*** ENTRIES SUPPLIED ***

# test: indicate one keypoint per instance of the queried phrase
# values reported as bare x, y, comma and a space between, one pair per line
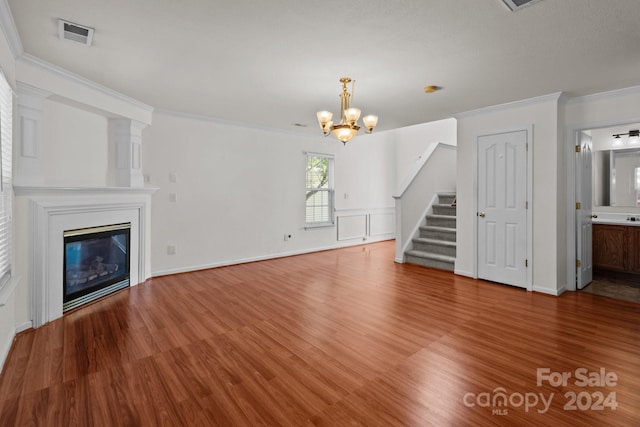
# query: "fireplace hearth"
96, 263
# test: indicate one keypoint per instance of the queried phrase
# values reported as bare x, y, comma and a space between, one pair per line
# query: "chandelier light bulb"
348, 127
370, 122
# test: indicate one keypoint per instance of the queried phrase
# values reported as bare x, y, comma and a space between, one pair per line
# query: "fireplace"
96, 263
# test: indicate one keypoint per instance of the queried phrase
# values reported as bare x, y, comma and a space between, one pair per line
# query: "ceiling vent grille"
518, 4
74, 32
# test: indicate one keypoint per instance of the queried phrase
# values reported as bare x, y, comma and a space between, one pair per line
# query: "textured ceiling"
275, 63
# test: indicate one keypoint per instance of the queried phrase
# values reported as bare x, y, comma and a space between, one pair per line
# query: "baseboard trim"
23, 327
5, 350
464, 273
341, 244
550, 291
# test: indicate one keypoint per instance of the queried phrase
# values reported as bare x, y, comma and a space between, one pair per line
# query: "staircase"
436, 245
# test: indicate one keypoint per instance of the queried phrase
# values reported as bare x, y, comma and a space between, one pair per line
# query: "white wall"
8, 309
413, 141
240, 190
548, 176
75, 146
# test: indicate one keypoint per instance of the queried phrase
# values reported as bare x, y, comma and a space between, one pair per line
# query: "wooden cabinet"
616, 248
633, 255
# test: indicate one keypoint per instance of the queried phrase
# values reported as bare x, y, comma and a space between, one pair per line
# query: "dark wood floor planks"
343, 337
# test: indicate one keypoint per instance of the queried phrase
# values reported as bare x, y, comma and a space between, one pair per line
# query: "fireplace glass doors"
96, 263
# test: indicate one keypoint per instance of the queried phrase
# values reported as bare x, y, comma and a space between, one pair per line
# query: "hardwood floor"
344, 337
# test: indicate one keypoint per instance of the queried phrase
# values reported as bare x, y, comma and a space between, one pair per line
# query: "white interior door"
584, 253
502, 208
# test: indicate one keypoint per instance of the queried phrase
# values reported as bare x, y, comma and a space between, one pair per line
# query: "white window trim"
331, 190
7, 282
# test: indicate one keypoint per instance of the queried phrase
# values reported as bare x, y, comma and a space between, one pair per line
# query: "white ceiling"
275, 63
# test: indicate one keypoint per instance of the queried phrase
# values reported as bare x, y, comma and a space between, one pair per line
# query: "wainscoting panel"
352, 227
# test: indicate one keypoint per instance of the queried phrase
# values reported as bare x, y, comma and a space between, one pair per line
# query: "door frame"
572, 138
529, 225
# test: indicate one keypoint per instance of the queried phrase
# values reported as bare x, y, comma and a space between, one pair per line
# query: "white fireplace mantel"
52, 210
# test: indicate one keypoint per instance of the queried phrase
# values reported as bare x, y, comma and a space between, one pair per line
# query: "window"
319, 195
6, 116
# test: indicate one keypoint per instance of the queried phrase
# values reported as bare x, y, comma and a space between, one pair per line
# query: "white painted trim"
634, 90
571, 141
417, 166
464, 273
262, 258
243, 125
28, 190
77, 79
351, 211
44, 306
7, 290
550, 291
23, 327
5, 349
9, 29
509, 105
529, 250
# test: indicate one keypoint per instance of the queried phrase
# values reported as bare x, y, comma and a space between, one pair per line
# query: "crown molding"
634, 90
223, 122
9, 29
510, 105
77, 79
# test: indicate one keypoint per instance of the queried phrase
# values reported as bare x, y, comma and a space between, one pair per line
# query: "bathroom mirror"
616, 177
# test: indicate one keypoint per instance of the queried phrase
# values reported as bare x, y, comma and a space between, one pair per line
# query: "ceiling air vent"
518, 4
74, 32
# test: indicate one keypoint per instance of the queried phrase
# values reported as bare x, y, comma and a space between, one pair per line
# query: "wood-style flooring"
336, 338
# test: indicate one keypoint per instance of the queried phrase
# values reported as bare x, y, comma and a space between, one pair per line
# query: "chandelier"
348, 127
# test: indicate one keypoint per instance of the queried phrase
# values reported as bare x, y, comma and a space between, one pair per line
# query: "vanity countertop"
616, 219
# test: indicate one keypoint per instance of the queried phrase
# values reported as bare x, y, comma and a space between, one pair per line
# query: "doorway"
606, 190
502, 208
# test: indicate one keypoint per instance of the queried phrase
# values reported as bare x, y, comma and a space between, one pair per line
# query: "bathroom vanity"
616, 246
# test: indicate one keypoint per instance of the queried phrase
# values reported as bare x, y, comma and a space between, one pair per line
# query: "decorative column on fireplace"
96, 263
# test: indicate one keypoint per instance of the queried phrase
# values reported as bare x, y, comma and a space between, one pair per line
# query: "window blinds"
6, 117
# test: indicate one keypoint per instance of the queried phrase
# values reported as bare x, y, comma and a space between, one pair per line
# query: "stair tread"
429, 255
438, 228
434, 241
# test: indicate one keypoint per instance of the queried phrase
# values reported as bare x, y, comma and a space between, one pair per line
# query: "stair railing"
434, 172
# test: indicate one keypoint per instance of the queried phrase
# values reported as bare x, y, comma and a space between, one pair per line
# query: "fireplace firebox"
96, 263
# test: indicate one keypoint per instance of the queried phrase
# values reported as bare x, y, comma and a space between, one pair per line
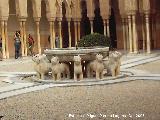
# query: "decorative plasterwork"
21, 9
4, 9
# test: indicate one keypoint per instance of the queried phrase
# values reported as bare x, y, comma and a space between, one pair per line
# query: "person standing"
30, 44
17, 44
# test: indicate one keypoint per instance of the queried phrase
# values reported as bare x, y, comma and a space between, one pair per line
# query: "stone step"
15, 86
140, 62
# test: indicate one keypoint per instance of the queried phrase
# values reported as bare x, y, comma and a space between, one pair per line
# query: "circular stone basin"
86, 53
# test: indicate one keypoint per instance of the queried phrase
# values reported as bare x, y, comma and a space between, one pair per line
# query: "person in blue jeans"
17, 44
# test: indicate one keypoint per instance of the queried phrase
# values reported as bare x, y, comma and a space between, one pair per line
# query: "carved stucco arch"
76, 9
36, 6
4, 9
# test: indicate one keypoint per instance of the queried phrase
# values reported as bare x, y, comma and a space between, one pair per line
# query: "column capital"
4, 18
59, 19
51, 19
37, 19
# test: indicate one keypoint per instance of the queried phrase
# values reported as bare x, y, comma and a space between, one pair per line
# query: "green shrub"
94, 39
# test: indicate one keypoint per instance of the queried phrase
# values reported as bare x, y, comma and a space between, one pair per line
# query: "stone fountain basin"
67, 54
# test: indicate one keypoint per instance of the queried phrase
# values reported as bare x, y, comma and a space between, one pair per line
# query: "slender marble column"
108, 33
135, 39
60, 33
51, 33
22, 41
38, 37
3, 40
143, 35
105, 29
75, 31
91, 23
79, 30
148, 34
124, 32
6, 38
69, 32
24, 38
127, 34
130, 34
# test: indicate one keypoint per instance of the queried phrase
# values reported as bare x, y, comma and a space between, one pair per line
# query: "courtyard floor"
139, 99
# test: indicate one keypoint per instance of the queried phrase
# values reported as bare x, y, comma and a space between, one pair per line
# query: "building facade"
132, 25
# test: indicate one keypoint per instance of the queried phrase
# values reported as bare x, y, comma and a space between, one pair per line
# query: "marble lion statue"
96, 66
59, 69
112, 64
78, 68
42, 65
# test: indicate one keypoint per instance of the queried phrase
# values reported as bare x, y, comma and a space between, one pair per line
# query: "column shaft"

*** End of ENTRIES SUPPLIED ***

◆ **EXERCISE GOAL**: Give the records again exactly, minus the pictures.

◆ **SOLUTION BELOW**:
# test: indicate one keypoint per instance of the queried phrase
# values reported as bare x, y, comma and a space between, one pair per line
# query: "fireplace hearth"
96, 263
# test: indicate one keypoint per instance of the queried phrase
# values reported as bare x, y, comma and a space between, one pair per line
# query: "chandelier light bulb"
348, 127
370, 122
# test: indicate one keypoint per instance of the queried phrase
# values reported as bare x, y, comma and a space between, one pair per line
# query: "fireplace"
96, 263
# test: indicate one keypoint per instance of the queried phrase
# values reported as bare x, y, comma and a space between, one pair per line
# query: "ceiling vent grille"
518, 4
74, 32
# test: indicate one keypoint per instance of the queried phrase
# values reported as bare x, y, comma and a space between, one pair per line
# query: "textured ceiling"
275, 63
# test: indicate one keypoint per instance of the queried phrase
# values reported as bare x, y, comma and a space between, one pair per line
# query: "baseboard trim"
23, 327
5, 350
464, 273
341, 244
550, 291
# test: indicate one keypoint per instance of the queried phrase
# values reported as bare x, y, comma and a space between, one pair per line
# query: "staircase"
436, 245
# test: indicate one keypoint per instance of the queried phrase
# values reported as bare x, y, comma and a space between, one pair per line
# query: "white wall"
8, 309
413, 141
240, 190
548, 176
75, 146
# test: indicate one keypoint per instance of the queried phrase
# values reported as bare x, y, comma and a space between, one pair per line
# query: "wooden cabinet"
616, 248
633, 255
# test: indicate one keypoint per instance of the queried phrase
# values reported as bare x, y, comma and a space between, one pair per line
# query: "dark wood floor planks"
343, 337
# test: indicate one keypoint per instance of the queried phrase
# values reported as bare x, y, comma and a space between, one pair per line
# query: "fireplace glass doors"
96, 263
# test: indicate one keypoint per instance of the queried phrase
# values reported as bare x, y, comma and a space between, one pair per line
# query: "hardwood floor"
344, 337
# test: indicate one keypoint per instance of the queried phrase
# values reported as bare x, y, comma and a space between, one pair per line
# query: "white interior door"
584, 253
502, 208
# test: indicate one keypoint per instance of the queried phrase
# values reported as bare x, y, comma and a space between, one pair per line
# query: "white window trim"
331, 190
7, 282
# test: indicate one keypoint per instance of the queried phrase
# values reported as bare x, y, comma and a space between, one pair per line
# query: "white ceiling"
275, 63
# test: indicate one keypoint per instance of the queried phrase
# values reported as bare x, y, comma and a space between, one pair per line
# query: "wainscoting panel"
352, 227
# test: indicate one keypoint per instance of the queried phrase
# values reported as bare x, y, comma and a space between, one pair per line
# query: "door frame"
572, 138
529, 225
# test: indicate one keypoint per instance of the queried phrase
# values reported as bare x, y, comma and a space between, one pair per line
# query: "white fireplace mantel"
52, 210
# test: indicate one keypoint per instance of the queried phrase
# values reported as bare x, y, comma and a space between, one pair per line
# query: "window"
319, 195
6, 116
# test: indicate one keypoint per instance of the queried phrase
# values reported as bare x, y, comma and a space between, one pair per line
# query: "white painted trim"
634, 90
571, 141
417, 166
464, 273
262, 258
243, 125
28, 190
77, 79
351, 211
44, 306
7, 290
550, 291
23, 327
5, 349
9, 29
509, 105
529, 250
# test: indicate one keypoint per instance of the queried phrase
# values reported as bare x, y, comma and a space between, one pair per line
# query: "crown molding"
634, 90
223, 122
9, 29
510, 105
77, 79
# test: indicate one keypoint per instance of the queried phrase
# values reported as bare x, y, comma and a space between, one pair per line
# query: "bathroom mirror"
616, 177
# test: indicate one keypoint per instance of the queried phrase
# values reported as bare x, y, comma and a space between, one pair per line
# query: "ceiling air vent"
518, 4
74, 32
# test: indicate one keypoint per instance of the queried phrase
# values reported as bare x, y, comma and a space between, one pair per line
# query: "wood-style flooring"
336, 338
# test: indicate one keypoint per instance of the queried phrase
# values reported as bare x, y, comma and a space between, one pair per line
# query: "chandelier"
348, 127
# test: indicate one keypoint per instance of the queried phrase
# values reported as bare x, y, comma and a space between, one pair per line
# query: "vanity countertop"
616, 219
# test: indicate one keypoint per instance of the queried phrase
# values reported as bare x, y, comma and a space between, one pair per line
# query: "doorway"
606, 190
502, 208
# test: indicate one keypoint per instance of the queried phrase
# values reported as bare x, y, comma and a space between, one pair per line
# query: "bathroom vanity"
616, 246
# test: indicate one keypoint per instance of the queried phrase
# values reported as bare x, y, comma and a space between, one pair per line
# query: "decorative column on fireplace"
96, 263
# test: indicate one keypoint per instance of the queried phrase
# values reported as bare x, y, comma and a space between, one pair per line
# query: "window blinds"
6, 117
# test: indicate one keypoint per instance of the queried phrase
# values reported as bare x, y, comma and a space between, one pair per line
# query: "stair tread"
429, 255
438, 228
434, 241
# test: indicate one keypoint per instance of the queried phrase
# values reported as bare x, y, comma and a space between, one pair per line
# query: "stair railing"
434, 172
# test: indicate one keypoint per instance of the queried phrase
# values reported as bare x, y, comma and a space between, one pair per line
# query: "fireplace firebox"
96, 263
# test: indicate one keypoint per instance of the queried phrase
# values reported as bare x, y, comma and a space between, one pair per line
# query: "decorative plasterwork"
21, 9
4, 9
# test: indicate one keypoint per instance of the queried phrase
# values reported as bare x, y, comma and a space between, one pair per line
# query: "person standing"
30, 44
17, 44
# test: indicate one keypoint per instance of the queried phrase
# values reported as bare x, y, comma and a space between, one pair per line
# query: "stone step"
15, 86
140, 62
# test: indicate one keypoint per instance of the queried phrase
# values reported as bare x, y, comma and a space between, one pair per line
# query: "circular stone basin"
86, 53
# test: indicate one keypoint per instance of the queried phrase
# values reported as bare x, y, comma and a space between, one pair per line
# query: "person in blue jeans"
17, 44
# test: indicate one keypoint per instance of the queried phrase
# values reported as bare x, y, comma and a space between, one pair per line
# query: "carved stucco arch"
76, 9
36, 6
4, 9
# test: indicate one keypoint per instance of the queried phrase
# values reported as bare x, y, comma and a space between, one pair per line
# query: "column capital"
4, 18
59, 19
51, 19
37, 19
# test: indicate one keypoint per instance of the queried phrase
# values reported as bare x, y, comma and a space between, one pair per line
# query: "green shrub"
94, 39
# test: indicate one keypoint per instance of the queried phrase
# values reported as bare x, y, comma and a space between, one pair per line
# query: "stone fountain basin"
67, 54
# test: indicate one keypoint per instance of the queried phrase
# values reported as bare x, y, comma and a space between, one pair per line
# query: "slender marble column"
108, 33
135, 39
60, 33
51, 33
22, 41
38, 37
3, 40
143, 35
105, 29
75, 31
91, 23
79, 30
148, 34
124, 32
6, 38
69, 32
24, 38
127, 34
130, 34
# test: indicate one keypoint per instance of the queried phrase
# values reported as bare x, y, comma and a space between, one pair per line
# query: "courtyard floor"
139, 99
# test: indicate one keypoint per instance of the queried phrase
# values reported as bare x, y, comma and a space between, one pair per line
# query: "building facade"
132, 25
# test: indicate one keypoint per instance of the queried phrase
# values reported as bare x, y, comma and a space between, one pair per line
# query: "marble lion statue"
96, 66
59, 69
112, 64
78, 68
42, 65
# test: indicate one keypoint per instance of the queried phrase
# values reported as bare x, y, comma and a space between, one pair per line
# query: "column shaft"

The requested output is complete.